She chastised it for initially inducting all men: Chuck Berry, James Brown, Ray Charles, Little Richard, Sam Cooke, Fats Domino, the Everly Brothers, Buddy Holly, Jerry Lee Lewis, and Elvis Presley.
Love explained that this year’s nominations of Kate Bush, Sheryl Crow, Missy Elliott, Cyndi Lauper, Meg White of the White Stripes, and Gillian Gilbert of New Order are merely an “annual reminder of just how extraordinary a woman must be to make it into the ol’ boys club.” She suggested these “legendary women” had to “cool their jets waiting to be noticed.”
She said this year’s nominee, Kate Bush, could have been inducted in 2004, but it was not until recently that they decided to add “the first woman in pop history to have written every track on a million-selling debut.”
“It took the Rock Hall 30-plus years to induct Nina Simone and Carole King. Linda Ronstadt released her debut in 1969 and became the first woman to headline stadiums, yet she was inducted alongside Nirvana in 2014. Most egregiously, Tina Turner was inducted as a solo artist three decades after making the grade alongside her abuser, Ike,” Love said.
“Why are women so marginalized by the Rock Hall?” she asked.
Love remarked that only nine of the 31 people on the nominating board are women.

*RECORDS SUPPLIED*

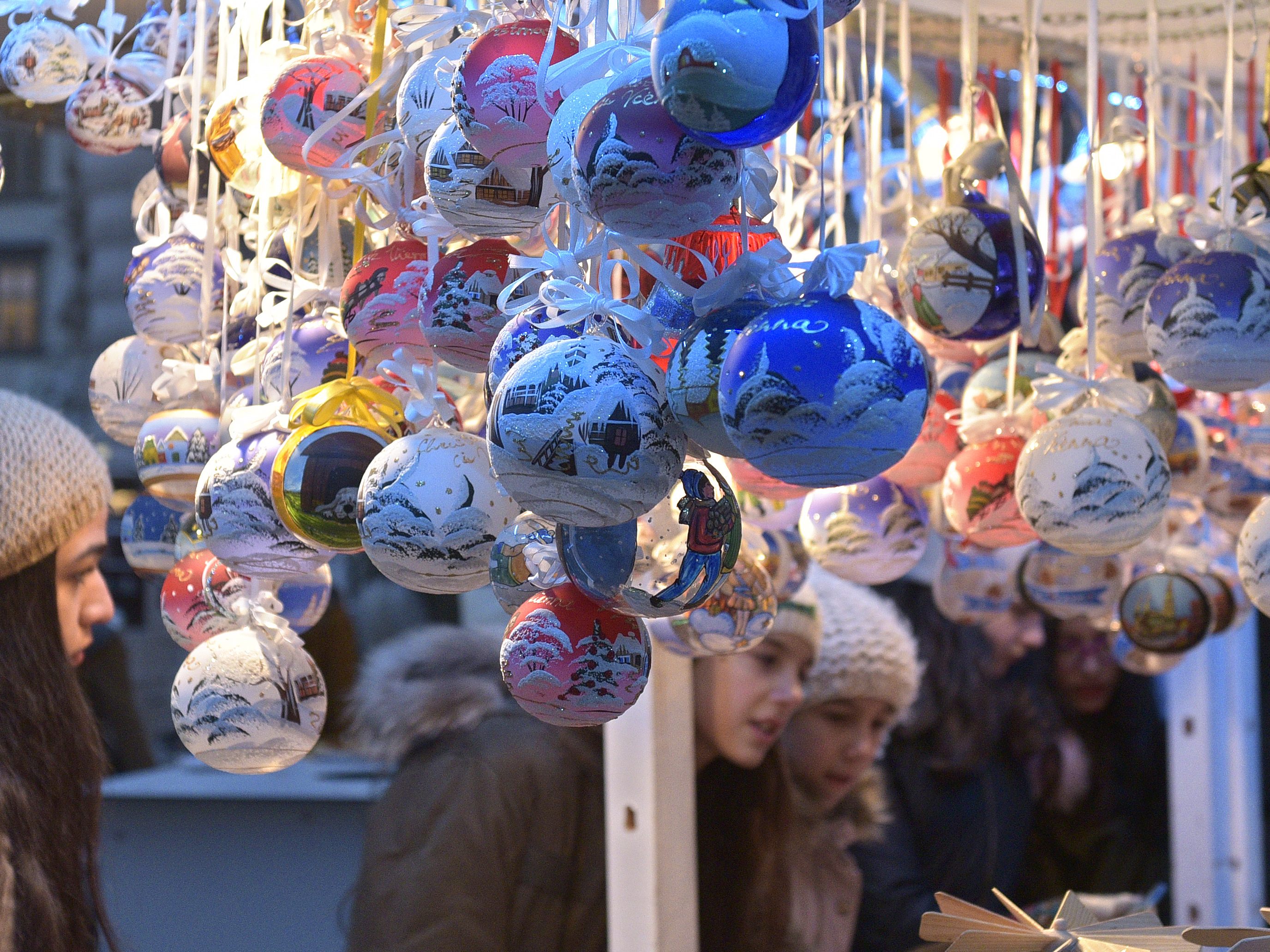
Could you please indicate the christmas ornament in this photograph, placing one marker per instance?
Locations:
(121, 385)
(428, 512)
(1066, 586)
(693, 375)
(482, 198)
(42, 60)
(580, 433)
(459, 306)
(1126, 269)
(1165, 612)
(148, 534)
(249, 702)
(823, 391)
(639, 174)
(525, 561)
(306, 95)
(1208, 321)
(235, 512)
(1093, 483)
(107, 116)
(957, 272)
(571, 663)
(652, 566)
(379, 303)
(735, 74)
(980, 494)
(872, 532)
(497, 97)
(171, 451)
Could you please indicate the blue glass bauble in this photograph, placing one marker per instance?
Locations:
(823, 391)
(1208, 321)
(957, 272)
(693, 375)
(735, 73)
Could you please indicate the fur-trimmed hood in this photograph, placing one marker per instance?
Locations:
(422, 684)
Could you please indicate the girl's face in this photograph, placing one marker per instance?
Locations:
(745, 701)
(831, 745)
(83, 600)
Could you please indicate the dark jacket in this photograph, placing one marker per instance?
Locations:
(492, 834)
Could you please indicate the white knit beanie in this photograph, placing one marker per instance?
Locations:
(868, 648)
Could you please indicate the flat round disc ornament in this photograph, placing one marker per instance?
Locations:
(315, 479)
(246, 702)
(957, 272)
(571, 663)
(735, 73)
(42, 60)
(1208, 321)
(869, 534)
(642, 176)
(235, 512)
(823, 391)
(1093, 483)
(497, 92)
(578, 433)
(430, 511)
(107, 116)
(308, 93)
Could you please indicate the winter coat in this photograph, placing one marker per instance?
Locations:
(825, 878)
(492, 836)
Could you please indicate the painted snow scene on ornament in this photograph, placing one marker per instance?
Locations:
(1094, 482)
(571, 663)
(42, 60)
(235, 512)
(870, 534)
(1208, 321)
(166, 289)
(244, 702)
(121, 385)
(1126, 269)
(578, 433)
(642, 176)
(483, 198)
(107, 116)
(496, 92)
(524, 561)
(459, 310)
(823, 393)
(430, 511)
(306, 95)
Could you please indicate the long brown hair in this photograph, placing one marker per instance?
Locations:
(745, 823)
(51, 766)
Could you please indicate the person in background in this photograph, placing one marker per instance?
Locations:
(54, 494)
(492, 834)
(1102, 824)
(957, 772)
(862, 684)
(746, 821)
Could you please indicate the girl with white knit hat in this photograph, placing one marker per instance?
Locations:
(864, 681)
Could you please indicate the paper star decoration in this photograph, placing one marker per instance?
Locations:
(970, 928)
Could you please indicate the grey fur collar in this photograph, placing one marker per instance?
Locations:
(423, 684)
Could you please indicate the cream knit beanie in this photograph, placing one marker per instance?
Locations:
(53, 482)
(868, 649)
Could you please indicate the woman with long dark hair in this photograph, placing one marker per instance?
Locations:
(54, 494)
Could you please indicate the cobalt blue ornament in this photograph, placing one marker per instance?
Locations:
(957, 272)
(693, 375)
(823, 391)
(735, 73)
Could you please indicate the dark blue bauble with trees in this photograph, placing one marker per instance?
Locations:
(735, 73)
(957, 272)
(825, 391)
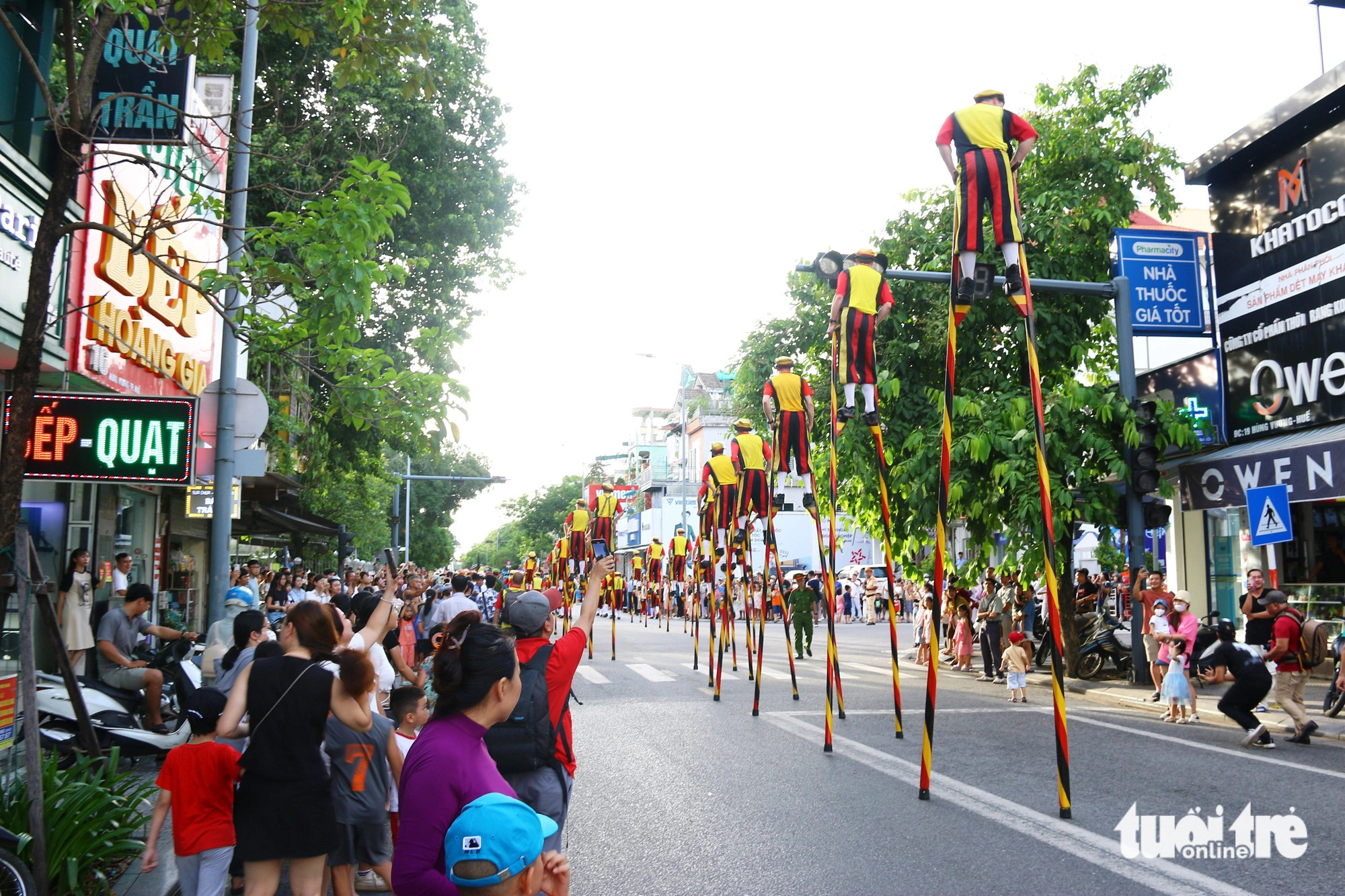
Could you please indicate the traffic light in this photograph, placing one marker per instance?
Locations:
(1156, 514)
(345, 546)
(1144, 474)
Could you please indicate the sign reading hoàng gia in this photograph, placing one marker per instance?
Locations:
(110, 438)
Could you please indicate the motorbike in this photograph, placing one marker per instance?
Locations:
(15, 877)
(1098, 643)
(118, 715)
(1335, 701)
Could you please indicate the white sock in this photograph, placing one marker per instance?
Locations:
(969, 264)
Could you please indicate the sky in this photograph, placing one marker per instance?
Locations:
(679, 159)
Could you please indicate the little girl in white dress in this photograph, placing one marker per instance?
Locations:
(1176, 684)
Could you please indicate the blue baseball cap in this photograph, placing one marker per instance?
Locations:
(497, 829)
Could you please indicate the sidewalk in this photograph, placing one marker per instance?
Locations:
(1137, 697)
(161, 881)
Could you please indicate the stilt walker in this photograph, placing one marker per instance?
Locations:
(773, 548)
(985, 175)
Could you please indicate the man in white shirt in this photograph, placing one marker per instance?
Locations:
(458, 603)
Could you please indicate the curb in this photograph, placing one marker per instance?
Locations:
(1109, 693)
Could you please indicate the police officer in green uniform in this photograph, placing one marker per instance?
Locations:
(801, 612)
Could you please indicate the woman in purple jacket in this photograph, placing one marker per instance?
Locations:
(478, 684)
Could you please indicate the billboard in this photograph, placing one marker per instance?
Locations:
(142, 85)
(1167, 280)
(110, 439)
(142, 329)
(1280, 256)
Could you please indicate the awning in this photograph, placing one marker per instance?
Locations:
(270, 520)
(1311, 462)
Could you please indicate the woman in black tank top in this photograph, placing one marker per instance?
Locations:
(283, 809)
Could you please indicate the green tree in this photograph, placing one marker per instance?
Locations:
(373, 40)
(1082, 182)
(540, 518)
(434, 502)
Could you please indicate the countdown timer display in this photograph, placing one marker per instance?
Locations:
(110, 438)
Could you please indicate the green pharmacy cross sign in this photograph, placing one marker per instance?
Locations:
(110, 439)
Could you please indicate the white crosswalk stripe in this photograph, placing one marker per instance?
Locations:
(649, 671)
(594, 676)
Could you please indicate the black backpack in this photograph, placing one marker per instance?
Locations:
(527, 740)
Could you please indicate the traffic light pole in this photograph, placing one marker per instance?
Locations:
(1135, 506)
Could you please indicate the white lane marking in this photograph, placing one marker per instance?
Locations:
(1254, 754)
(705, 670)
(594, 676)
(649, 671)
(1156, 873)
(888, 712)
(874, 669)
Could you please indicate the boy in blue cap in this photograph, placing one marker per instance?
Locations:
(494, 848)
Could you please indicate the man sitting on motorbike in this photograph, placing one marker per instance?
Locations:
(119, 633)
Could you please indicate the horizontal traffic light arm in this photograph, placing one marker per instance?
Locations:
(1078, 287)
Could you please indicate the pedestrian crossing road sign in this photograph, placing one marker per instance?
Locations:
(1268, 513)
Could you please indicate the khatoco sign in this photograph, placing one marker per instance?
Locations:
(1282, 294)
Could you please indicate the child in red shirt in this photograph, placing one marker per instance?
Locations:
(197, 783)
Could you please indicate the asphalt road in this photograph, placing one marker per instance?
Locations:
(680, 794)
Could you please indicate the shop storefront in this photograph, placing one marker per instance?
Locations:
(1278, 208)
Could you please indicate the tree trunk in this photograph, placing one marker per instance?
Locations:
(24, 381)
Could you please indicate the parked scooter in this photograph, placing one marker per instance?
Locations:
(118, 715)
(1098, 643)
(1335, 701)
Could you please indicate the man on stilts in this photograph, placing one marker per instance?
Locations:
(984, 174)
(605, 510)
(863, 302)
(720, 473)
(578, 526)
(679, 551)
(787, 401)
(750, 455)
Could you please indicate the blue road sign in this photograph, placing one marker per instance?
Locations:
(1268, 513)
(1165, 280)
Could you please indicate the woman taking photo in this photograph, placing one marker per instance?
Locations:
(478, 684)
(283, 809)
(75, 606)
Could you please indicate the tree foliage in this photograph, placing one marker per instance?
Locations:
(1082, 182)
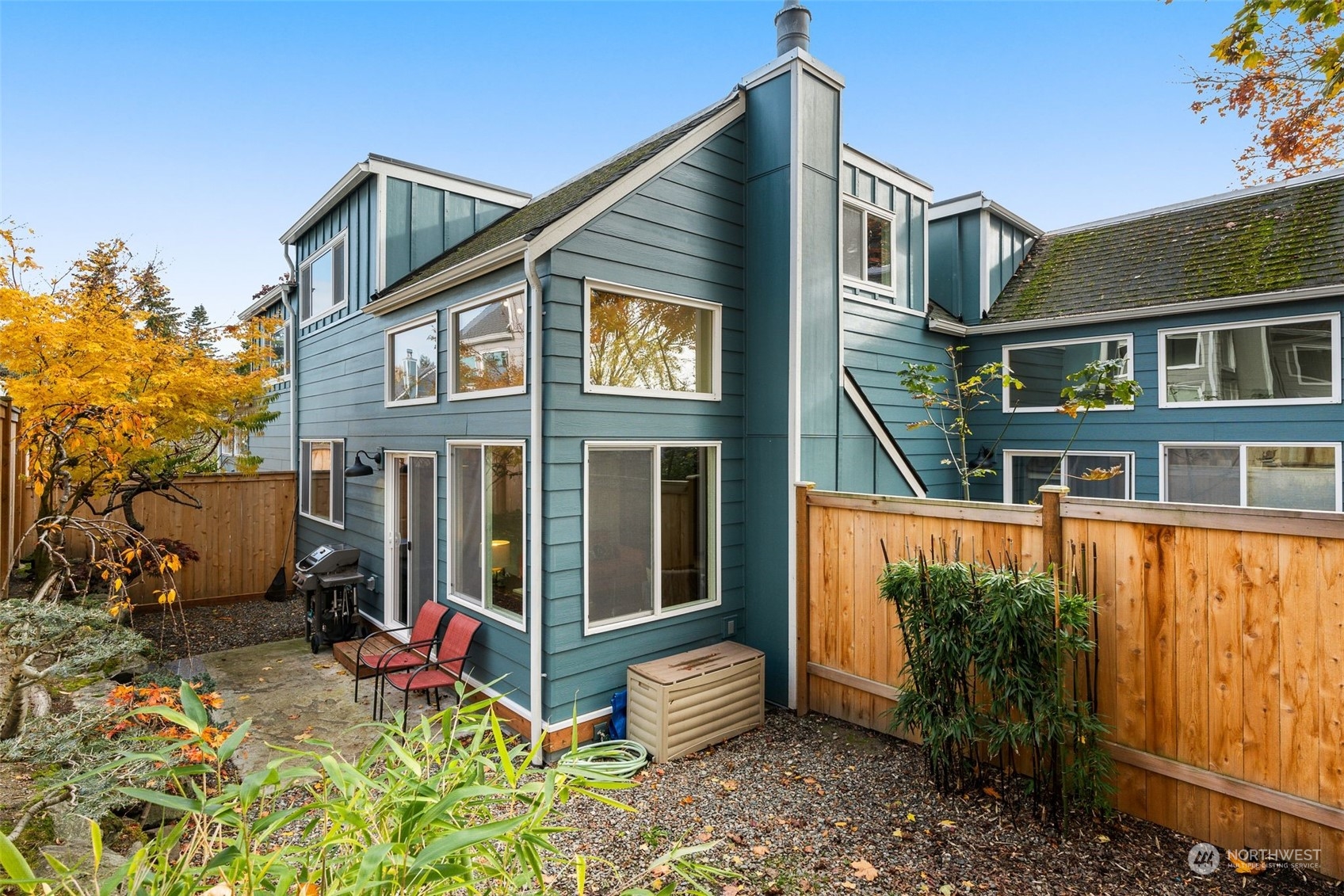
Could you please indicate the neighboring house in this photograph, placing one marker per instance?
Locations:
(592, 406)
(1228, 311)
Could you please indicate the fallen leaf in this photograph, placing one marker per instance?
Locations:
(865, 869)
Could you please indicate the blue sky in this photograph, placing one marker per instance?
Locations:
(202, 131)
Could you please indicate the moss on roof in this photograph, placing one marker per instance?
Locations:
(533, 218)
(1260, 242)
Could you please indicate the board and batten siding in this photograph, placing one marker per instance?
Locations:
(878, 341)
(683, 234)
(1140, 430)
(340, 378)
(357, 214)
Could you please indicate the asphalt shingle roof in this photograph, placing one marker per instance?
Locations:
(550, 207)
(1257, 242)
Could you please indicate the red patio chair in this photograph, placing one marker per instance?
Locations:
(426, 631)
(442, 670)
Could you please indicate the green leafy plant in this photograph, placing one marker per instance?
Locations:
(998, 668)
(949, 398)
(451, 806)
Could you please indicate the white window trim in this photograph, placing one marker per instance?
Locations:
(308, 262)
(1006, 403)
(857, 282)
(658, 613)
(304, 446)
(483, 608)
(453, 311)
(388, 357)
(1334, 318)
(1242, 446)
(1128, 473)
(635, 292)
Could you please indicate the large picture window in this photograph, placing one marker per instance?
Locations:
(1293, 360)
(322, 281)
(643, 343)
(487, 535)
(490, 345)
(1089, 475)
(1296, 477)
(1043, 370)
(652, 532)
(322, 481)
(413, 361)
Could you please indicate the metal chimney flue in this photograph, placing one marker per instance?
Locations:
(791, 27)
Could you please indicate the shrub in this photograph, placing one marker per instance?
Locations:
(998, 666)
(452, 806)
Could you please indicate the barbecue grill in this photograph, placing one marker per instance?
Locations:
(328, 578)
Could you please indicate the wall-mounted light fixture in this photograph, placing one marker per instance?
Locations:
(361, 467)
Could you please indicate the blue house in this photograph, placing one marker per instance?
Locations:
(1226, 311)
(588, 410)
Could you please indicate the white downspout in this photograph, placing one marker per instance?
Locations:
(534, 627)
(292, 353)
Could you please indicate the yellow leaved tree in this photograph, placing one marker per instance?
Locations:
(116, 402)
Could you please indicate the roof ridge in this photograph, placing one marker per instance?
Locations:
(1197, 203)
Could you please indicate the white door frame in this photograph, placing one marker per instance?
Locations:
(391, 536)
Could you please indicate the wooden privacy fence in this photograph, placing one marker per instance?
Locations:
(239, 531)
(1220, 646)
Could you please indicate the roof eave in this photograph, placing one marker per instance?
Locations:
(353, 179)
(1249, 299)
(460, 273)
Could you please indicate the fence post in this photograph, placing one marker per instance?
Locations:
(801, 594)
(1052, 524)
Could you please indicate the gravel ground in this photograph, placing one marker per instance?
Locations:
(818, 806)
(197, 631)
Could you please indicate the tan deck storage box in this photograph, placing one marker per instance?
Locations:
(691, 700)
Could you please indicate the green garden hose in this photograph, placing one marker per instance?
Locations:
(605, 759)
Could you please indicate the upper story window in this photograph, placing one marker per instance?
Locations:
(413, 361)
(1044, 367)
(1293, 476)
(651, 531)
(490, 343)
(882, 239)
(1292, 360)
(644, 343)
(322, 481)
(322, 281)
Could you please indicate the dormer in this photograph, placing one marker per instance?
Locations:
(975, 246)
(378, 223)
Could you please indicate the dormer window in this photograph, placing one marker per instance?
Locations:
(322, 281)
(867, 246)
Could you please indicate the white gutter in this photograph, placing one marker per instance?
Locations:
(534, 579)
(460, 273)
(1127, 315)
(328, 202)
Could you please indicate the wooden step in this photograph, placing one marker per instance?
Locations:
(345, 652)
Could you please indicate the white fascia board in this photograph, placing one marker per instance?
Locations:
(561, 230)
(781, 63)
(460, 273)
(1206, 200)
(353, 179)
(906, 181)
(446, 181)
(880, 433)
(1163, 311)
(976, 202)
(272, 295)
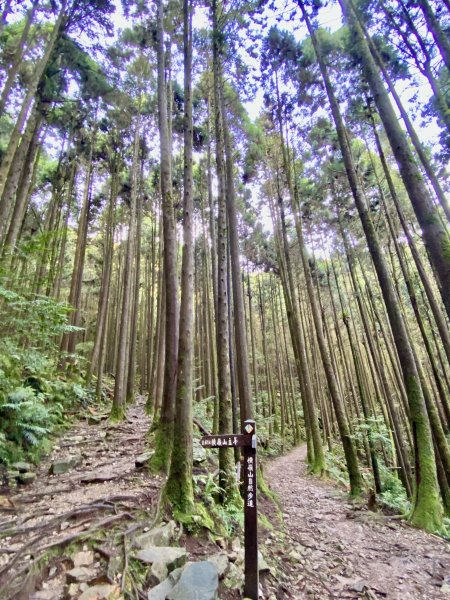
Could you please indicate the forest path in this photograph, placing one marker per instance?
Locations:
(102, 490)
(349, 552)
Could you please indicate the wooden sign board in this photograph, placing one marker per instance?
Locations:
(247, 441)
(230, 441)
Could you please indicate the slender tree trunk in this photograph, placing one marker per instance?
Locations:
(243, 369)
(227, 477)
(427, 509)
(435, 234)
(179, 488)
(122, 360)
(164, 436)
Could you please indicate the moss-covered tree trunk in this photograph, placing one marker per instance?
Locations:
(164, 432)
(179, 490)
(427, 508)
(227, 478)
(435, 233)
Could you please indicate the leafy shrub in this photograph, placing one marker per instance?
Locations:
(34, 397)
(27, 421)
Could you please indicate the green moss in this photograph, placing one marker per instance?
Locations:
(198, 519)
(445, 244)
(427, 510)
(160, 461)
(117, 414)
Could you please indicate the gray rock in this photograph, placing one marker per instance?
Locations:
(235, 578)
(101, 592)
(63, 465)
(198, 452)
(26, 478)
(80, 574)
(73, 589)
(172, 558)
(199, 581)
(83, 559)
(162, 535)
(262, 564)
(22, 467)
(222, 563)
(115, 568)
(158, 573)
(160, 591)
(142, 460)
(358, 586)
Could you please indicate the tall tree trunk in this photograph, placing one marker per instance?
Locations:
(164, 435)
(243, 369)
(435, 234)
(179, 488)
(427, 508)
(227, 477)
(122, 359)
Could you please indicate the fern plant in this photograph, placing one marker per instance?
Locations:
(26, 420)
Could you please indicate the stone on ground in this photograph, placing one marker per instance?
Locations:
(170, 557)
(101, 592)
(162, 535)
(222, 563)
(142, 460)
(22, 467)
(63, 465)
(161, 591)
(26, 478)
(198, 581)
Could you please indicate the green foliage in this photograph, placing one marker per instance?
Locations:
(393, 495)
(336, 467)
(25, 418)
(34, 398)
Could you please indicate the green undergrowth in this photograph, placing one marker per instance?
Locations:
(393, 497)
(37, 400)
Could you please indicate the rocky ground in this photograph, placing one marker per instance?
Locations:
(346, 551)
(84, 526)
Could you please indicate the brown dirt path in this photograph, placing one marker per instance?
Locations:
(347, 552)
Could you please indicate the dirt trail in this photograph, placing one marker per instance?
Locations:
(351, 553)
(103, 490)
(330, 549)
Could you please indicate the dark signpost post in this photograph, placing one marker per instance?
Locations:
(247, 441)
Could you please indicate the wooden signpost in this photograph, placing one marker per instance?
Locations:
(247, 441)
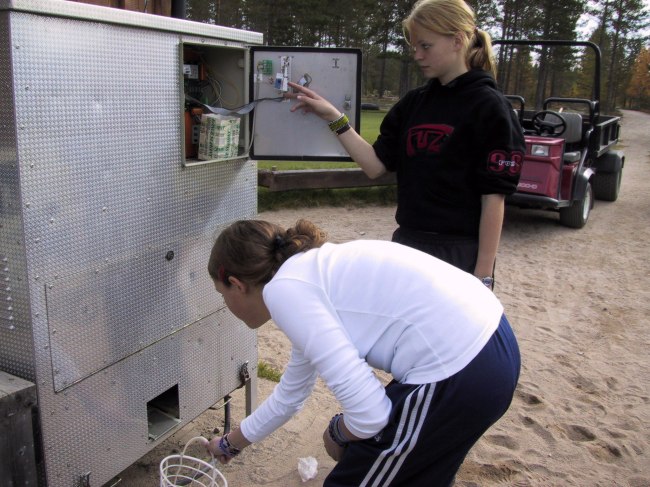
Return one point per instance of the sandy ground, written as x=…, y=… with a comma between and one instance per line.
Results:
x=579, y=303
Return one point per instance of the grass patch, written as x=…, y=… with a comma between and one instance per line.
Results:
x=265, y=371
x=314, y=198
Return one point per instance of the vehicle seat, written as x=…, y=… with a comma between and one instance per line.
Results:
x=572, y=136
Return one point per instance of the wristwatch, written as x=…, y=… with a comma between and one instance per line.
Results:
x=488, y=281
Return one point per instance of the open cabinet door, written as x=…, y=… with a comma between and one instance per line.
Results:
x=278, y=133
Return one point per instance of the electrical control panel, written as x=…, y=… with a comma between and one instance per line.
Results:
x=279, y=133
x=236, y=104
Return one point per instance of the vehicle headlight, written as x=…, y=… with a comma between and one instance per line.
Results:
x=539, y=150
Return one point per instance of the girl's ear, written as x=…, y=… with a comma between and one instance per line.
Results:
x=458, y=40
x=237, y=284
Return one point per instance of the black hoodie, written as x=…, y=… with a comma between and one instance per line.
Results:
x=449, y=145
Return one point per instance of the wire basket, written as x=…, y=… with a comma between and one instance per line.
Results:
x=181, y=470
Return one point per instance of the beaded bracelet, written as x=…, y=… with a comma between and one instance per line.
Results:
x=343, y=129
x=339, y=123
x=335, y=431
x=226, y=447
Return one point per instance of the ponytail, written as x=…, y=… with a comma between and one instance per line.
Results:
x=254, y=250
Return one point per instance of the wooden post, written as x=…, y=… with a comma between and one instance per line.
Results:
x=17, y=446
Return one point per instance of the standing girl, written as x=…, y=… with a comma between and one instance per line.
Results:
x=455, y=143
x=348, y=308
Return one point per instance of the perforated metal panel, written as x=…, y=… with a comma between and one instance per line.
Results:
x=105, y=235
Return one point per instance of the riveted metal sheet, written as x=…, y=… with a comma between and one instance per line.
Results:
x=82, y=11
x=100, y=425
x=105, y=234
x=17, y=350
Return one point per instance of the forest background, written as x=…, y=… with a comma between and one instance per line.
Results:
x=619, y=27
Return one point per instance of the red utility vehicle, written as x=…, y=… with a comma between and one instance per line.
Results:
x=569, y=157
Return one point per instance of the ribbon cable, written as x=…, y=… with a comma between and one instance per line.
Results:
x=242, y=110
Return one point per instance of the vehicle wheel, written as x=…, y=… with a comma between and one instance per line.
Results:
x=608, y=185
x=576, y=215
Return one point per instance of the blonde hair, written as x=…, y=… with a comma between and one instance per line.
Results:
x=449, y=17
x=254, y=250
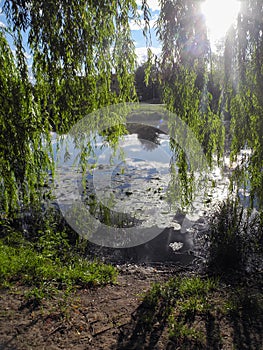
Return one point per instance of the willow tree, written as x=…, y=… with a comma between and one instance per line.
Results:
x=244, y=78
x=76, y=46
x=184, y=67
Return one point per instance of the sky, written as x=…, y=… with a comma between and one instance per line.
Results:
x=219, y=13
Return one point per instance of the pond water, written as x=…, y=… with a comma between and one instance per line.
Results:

*WHAT YOU WILL DO*
Could you echo the entire passage above about women and the Rock Hall, word for word, from its first sentence through its last?

*EXPECTED ANSWER*
She chastised it for initially inducting all men: Chuck Berry, James Brown, Ray Charles, Little Richard, Sam Cooke, Fats Domino, the Everly Brothers, Buddy Holly, Jerry Lee Lewis, and Elvis Presley.
Love explained that this year’s nominations of Kate Bush, Sheryl Crow, Missy Elliott, Cyndi Lauper, Meg White of the White Stripes, and Gillian Gilbert of New Order are merely an “annual reminder of just how extraordinary a woman must be to make it into the ol’ boys club.” She suggested these “legendary women” had to “cool their jets waiting to be noticed.”
She said this year’s nominee, Kate Bush, could have been inducted in 2004, but it was not until recently that they decided to add “the first woman in pop history to have written every track on a million-selling debut.”
“It took the Rock Hall 30-plus years to induct Nina Simone and Carole King. Linda Ronstadt released her debut in 1969 and became the first woman to headline stadiums, yet she was inducted alongside Nirvana in 2014. Most egregiously, Tina Turner was inducted as a solo artist three decades after making the grade alongside her abuser, Ike,” Love said.
“Why are women so marginalized by the Rock Hall?” she asked.
Love remarked that only nine of the 31 people on the nominating board are women.